Von Eva Karnofsky | 04.06.2010
    Asado Verbal zu lesen lohnt sich, denn die fünfzehn Texte geben einen Überblick darüber, was junge argentinische Autorinnen und Autoren heute beschäftigt. Sie halten sich nicht nur bei den altbekannten Themen wie Fußball, Tango oder Aufarbeitung der Militärdiktatur auf, mit denen man Argentinien hierzulande meist verbindet, sondern nehmen darüber hinaus die verschiedensten Lebensbereiche in den Blick. Ausflüge ins Fantastische, am Río de la Plata seit Horacio Quiroga und Jorge Luis Borges sehr beliebt, finden ebenso statt wie realistisch-kritische Auseinandersetzungen mit dem täglichen Leben, und auch der Humor kommt keinesfalls zu kurz.

    Washington Cucurto, Jahrgang 1973, fährt mit seinem Fahrrad jeden Morgen ab 5.30 Uhr von Supermarkt zu Supermarkt, um dort Regale aufzufüllen. Er lädt die Leser ein, ihn einen Tag lang dabei zu begleiten:

    "Aufs Fahrrad passen wir nicht alle, oder wisst ihr was? Stellt euch besser vor, ihr seid die Abziehbildchen, die ich mir immer an meinen blauen Helm klebe."
□ □ □ □ □ □ □
* _Gestellte Aufgabe A_:
Verschieben Sie in den Zeilen unten jeden Koordinatenwert in den Antworten um 133, also x und y jeweils plus 133. Geben Sie die Zeilen beginnend mit der Zeile mit "The component shall indicate one point per instance of the man's" und weiter bis einschließlich der Zeile mit "The component shall indicate one point per instance of the metal" vollständig samt Anweisungen erneut aus, aber ohne die Bilder.

* _Aufgelistete Einträge_:
□ □ □ □ □ □ □
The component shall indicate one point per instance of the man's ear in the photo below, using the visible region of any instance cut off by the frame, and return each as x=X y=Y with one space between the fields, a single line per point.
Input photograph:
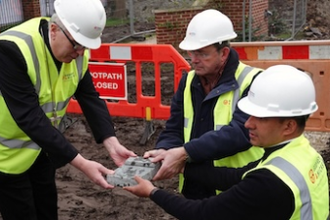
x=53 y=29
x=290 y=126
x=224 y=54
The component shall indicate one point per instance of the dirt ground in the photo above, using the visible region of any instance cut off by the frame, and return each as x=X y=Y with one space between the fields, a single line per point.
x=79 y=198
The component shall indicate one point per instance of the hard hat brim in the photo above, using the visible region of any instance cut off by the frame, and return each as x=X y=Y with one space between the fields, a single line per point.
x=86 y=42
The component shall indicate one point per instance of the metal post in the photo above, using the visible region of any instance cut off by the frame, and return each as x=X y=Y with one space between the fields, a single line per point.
□ □ □ □ □ □ □
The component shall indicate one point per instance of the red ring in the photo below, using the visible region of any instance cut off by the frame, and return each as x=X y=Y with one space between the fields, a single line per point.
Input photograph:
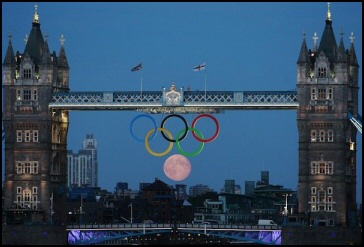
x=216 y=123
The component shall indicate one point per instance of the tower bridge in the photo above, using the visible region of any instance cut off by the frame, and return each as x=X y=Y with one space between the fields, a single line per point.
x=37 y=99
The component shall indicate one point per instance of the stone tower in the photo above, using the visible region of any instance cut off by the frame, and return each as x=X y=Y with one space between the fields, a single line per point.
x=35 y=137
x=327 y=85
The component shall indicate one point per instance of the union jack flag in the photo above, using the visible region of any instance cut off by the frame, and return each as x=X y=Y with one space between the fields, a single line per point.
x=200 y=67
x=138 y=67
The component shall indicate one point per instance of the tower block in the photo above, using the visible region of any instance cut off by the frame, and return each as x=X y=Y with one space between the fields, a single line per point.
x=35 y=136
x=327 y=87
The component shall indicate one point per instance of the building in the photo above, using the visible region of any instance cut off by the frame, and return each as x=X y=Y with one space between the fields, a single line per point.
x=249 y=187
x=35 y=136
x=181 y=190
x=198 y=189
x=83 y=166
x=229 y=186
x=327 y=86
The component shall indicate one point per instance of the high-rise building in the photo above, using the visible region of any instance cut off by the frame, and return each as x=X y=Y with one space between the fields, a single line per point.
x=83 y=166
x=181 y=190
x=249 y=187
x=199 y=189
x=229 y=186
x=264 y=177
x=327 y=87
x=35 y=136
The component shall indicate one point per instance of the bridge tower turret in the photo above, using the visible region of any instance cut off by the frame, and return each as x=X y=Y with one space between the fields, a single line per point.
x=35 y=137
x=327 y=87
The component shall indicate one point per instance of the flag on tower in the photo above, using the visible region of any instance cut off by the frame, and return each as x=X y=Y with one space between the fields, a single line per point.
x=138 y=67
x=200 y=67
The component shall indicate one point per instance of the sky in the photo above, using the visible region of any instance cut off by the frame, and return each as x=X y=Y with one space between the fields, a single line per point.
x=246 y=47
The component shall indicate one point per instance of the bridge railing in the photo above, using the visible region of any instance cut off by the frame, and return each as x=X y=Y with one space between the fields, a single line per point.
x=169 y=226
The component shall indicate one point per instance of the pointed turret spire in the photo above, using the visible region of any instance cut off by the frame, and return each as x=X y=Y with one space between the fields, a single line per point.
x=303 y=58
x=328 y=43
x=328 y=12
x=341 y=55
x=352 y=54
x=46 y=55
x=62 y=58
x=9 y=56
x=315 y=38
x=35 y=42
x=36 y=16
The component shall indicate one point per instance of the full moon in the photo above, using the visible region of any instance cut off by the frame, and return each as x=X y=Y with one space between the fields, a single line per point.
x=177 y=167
□ □ □ □ □ □ □
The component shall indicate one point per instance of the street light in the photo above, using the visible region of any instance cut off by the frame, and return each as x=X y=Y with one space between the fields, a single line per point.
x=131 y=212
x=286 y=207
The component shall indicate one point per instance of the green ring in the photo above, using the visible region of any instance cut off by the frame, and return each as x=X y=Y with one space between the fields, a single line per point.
□ □ □ □ □ □ □
* _Gestellte Aufgabe B_:
Wiederholen Sie aus dem Lesetext wortgetreu den Abschnitt beginnend mit "Von Eva Karnofsky" und weiter bis "keinesfalls zu kurz.".

* _Endergebnis A_:
The component shall indicate one point per instance of the man's ear in the photo below, using the visible region of any instance cut off by the frame, and return each as x=X y=Y with one space between the fields, a single line per point.
Input photograph:
x=186 y=162
x=423 y=259
x=357 y=187
The component shall indicate one point per instance of the dirt ground in the photo above, using the visible region of any instance cut off by the frame, and return each as x=X y=Y with one space between the fields, a single line per point.
x=212 y=331
The component shall indicate one point per instance of the hard hat brim in the photo above, using the visible region of any instance cut off by the frame, and return each as x=X y=Y with one space between the fields, a single line per point.
x=219 y=175
The component shall indicate one point per instance of the metal post in the photo above, using the visible region of any instance cut off by the frame, and return each as x=X y=Y with one space between the fields, a single line per point.

* _Endergebnis B_:
Von Eva Karnofsky | 04.06.2010
    Asado Verbal zu lesen lohnt sich, denn die fünfzehn Texte geben einen Überblick darüber, was junge argentinische Autorinnen und Autoren heute beschäftigt. Sie halten sich nicht nur bei den altbekannten Themen wie Fußball, Tango oder Aufarbeitung der Militärdiktatur auf, mit denen man Argentinien hierzulande meist verbindet, sondern nehmen darüber hinaus die verschiedensten Lebensbereiche in den Blick. Ausflüge ins Fantastische, am Río de la Plata seit Horacio Quiroga und Jorge Luis Borges sehr beliebt, finden ebenso statt wie realistisch-kritische Auseinandersetzungen mit dem täglichen Leben, und auch der Humor kommt keinesfalls zu kurz.